= PROBLEMS =
- a) Replace "JVM properties" with "JVM options" in the QueryGrid installation guide, and write out the passage from "In Teradata Database" up to and including "for more details.".
- b) Extend the QueryGrid installation guide past its last line.

Welcome to QueryGrid’s documentation!

Installation on Teradata

Prerequisites

Querygrid requires JRE 7 (or higher). Teradata Database 15 has JRE 7 pre-installed along with the JRE 6. In order to change JRE run below code snippet on any of the Teradata nodes:

echo "JREPath: /opt/teradata/jvm64/jre7/jre/" > /tmp/jre_config;
cufconfig -f /tmp/jre_config;
tpareset 'JRE version changed';

We recommend to use G1 collector with the following properties:

-XX:+UseG1GC
-XX:G1HeapRegionSize=32M
-XX:+ExplicitGCInvokesConcurrent

You must ensure that you have enough memory for query and IO buffers. In case of frequent GC invocations try to increase JVM heap size.

-Xms30g
-Xmx30g

In Teradata Database JVM properties can be set with using *cufconfig*. Provided properties will be applied for all of the Teradata nodes. Below is the set of properties which are a good start point of configuring your JVM.

echo "JVMOptions: -Xms30g -Xmx30g -XX:+UseG1GC -XX:G1HeapRegionSize=32M -XX:+ExplicitGCInvokesConcurrent" > /tmp/jre_config;
cufconfig -f /tmp/jre_config;
tpareset 'JVMOptions has been changed';

Be aware that the *cufconfig* doesn’t append the newly added properties but just overwrite them instead. In order to list your existing properties please run *cufconfig -o*. Among other things you will find *JVMOptions* that contains your current JVM settings.

In Presto you can change JVM properties with editing the jvm.config file. It can be easily distributed across the cluster using the presto-admin utility. Please refer to presto-admin documentation for more details.

Upload

Please upload a package zip (teradata-to-presto-driver.zip) file on Teradata and Presto systems and unzip it.

unzip teradata-to-presto-driver.zip -D presto-teradata-driver
cd presto-teradata-driver
The archive contains the following:
  • the driver jar file
  • the installation bash script
  • the rpm file to be installed on Presto cluster
  • the sample properties files to be copied on Presto cluster
  • this documentation

Installation on Presto

Now make Presto compatible with Querygrid by executing the following commands:
  • Use Teradata provided distribution of Presto (version 0.127t), installed with presto-admin tool.

= GIVEN INFORMATION =

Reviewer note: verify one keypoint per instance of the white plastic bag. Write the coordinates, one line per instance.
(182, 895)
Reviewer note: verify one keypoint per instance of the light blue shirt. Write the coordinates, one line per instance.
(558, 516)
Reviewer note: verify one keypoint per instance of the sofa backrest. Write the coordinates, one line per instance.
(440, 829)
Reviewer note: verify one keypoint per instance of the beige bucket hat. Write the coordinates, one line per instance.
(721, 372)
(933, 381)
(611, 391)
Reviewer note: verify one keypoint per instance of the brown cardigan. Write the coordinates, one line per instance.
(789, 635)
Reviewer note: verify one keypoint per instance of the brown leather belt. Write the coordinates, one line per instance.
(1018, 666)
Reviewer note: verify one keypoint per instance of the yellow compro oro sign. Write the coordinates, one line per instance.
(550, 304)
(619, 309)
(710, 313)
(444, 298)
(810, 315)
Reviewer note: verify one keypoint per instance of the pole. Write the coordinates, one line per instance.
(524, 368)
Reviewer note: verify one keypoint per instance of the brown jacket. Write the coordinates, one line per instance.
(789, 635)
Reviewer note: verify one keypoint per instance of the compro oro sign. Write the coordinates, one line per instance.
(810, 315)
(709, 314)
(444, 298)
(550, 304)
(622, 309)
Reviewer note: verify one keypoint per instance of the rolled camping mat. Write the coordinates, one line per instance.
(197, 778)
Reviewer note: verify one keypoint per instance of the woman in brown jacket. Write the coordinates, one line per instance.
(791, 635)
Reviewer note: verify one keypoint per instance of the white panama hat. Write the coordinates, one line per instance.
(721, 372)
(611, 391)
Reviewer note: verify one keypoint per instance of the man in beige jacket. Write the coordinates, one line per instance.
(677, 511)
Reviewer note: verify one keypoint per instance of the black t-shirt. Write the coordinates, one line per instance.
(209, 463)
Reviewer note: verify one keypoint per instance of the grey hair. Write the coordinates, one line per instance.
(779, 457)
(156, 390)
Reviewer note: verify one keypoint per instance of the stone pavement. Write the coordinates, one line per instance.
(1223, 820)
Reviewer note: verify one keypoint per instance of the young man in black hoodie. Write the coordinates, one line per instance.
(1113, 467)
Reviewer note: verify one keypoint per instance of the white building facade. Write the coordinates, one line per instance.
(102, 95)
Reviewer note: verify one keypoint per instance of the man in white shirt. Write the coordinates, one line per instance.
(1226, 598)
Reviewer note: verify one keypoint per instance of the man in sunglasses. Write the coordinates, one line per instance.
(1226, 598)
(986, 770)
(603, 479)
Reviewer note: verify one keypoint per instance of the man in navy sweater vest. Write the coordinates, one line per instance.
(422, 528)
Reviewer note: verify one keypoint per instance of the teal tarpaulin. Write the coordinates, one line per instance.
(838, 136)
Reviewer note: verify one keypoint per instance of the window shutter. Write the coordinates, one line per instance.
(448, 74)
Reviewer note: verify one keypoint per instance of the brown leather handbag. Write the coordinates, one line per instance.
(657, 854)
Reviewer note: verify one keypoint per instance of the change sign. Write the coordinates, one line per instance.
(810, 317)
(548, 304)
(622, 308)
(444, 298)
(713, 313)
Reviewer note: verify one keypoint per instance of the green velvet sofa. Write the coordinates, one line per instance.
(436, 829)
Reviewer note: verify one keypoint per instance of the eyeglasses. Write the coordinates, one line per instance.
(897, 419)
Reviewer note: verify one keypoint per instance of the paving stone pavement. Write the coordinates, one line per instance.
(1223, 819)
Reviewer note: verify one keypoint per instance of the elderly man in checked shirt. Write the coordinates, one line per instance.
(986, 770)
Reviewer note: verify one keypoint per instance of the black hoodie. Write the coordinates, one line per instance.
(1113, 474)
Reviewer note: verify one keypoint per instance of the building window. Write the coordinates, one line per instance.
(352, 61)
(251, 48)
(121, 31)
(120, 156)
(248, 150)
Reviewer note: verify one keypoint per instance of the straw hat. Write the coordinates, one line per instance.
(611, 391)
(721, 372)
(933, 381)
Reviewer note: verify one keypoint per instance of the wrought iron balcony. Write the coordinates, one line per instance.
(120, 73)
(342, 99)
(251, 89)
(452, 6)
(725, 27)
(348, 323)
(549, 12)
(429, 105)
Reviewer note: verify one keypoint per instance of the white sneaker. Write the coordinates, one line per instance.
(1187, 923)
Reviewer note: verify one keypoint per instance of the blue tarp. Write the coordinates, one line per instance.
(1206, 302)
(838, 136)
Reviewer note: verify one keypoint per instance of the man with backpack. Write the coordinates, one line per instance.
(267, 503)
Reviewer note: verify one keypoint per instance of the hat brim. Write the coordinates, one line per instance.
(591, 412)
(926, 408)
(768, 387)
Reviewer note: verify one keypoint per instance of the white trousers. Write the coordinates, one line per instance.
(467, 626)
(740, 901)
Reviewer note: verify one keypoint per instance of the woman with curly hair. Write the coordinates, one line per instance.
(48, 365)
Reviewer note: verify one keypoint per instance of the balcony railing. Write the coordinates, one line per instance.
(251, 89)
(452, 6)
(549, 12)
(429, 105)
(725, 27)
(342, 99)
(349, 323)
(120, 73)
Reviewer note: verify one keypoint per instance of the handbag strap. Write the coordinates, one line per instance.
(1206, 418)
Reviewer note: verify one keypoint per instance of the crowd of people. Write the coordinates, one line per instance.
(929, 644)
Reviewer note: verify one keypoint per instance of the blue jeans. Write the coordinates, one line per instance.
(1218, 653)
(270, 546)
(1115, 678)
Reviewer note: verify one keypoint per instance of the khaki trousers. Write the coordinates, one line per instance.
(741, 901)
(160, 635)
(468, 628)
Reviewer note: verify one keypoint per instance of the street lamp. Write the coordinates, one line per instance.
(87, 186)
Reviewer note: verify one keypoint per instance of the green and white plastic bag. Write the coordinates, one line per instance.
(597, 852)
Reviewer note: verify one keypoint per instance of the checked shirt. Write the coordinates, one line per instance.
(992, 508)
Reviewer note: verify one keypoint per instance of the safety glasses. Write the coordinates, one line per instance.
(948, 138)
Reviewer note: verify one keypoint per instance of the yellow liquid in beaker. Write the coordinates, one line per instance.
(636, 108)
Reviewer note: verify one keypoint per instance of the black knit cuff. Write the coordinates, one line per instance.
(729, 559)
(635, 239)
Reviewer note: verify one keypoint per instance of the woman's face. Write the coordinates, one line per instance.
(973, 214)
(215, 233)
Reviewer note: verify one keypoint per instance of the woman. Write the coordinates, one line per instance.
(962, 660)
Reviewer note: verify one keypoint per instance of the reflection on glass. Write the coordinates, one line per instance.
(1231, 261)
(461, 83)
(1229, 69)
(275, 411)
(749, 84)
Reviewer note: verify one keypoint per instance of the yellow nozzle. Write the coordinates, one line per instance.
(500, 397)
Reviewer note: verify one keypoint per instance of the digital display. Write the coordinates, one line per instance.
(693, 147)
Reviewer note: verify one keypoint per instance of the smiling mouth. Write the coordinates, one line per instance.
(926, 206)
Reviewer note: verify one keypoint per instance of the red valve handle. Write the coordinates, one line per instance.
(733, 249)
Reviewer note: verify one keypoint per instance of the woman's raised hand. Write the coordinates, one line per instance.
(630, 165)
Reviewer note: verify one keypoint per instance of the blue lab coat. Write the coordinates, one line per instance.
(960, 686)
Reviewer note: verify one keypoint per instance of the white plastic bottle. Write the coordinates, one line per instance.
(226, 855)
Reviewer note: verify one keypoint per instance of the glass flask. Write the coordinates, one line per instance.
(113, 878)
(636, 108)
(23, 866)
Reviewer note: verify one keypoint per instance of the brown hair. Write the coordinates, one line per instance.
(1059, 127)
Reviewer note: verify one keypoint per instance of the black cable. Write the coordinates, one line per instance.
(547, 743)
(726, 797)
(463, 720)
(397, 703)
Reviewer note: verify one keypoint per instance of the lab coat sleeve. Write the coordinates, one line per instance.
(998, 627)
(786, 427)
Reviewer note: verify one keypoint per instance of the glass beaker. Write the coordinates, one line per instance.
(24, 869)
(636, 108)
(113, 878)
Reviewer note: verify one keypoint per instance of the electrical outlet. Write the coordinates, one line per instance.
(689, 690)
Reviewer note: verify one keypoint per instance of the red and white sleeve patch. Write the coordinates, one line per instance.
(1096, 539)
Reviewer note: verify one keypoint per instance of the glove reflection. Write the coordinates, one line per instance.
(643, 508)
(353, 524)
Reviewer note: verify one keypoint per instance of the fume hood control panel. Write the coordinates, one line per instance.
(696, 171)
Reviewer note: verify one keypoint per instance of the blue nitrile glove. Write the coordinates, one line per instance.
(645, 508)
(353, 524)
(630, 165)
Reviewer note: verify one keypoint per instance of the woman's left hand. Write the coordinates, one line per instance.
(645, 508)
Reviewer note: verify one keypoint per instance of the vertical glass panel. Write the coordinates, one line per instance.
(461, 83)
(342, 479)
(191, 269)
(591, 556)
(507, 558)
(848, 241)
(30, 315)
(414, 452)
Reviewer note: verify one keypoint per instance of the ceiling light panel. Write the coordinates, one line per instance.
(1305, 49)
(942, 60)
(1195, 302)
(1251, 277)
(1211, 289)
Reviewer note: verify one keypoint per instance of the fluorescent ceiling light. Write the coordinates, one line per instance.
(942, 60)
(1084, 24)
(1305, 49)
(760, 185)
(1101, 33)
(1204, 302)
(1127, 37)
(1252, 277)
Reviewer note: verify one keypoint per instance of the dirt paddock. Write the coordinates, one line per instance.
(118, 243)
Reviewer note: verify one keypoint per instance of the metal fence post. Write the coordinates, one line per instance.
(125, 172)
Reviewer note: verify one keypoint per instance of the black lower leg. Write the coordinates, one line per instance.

= ANSWERS PROVIDED =
- a)
In Teradata Database JVM options can be set with using *cufconfig*. Provided properties will be applied for all of the Teradata nodes. Below is the set of properties which are a good start point of configuring your JVM.

echo "JVMOptions: -Xms30g -Xmx30g -XX:+UseG1GC -XX:G1HeapRegionSize=32M -XX:+ExplicitGCInvokesConcurrent" > /tmp/jre_config;
cufconfig -f /tmp/jre_config;
tpareset 'JVMOptions has been changed';

Be aware that the *cufconfig* doesn’t append the newly added properties but just overwrite them instead. In order to list your existing properties please run *cufconfig -o*. Among other things you will find *JVMOptions* that contains your current JVM settings.

In Presto you can change JVM options with editing the jvm.config file. It can be easily distributed across the cluster using the presto-admin utility. Please refer to presto-admin documentation for more details.

- b)
  • Install the querygrid-presto-connector rpm
presto-admin package install querygrid-presto-connector-*.noarch.rpm
  • Copy properties/querygrid.properties to /etc/opt/prestoadmin/connectors.
  • In /etc/opt/prestoadmin/connectors/querygrid.properties replace <PRESTO-HOST> with the actual Presto coordinator hostname or IP reachable by Teradata.
  • Deploy Querygrid connector configuration using presto-admin
presto-admin connector add querygrid
  • Restart Presto
presto-admin server restart
  • Make sure that Querygrid connector is installed
presto:default> show catalogs;
  Catalog
-----------
 ...
 querygrid
 ...

Driver installation

Driver installation consists of the following steps:
  • register the driver jar file in the Teradata database
  • grant proper rights to the user (in order to use Querygrid functionality)
  • register import and export functions (needed to create Teradata’s foreign server).
To perform installation you need the following information:
  • dba_logon - Teradata’s database admin credentials
  • user_logon - Teradata’s database credentials of user who will use the Presto Querygrid driver.
  • presto ip address - and port Presto server, accessible from Teradata’s host

To see a full list of supported options type the following:

./install-teradata
Installation scripts contain four commands:
  • install - installs the querygrid driver
  • uninstall - uninstall the querygrid driver
  • create_teradata_to_presto_server - creates foreign server which will be using querygrid driver
  • drop_server - drops foreign server

Once you have all needed information you can install the driver with the following command:

./install-teradata install \
                   --dba_logon dba_login,dba_password \
                   --user_logon user_login,user_password

Note

All values used in command examples must be replaced with values corresponding to your environment.

After this step you need to create a foreign server (you can skip static configuration).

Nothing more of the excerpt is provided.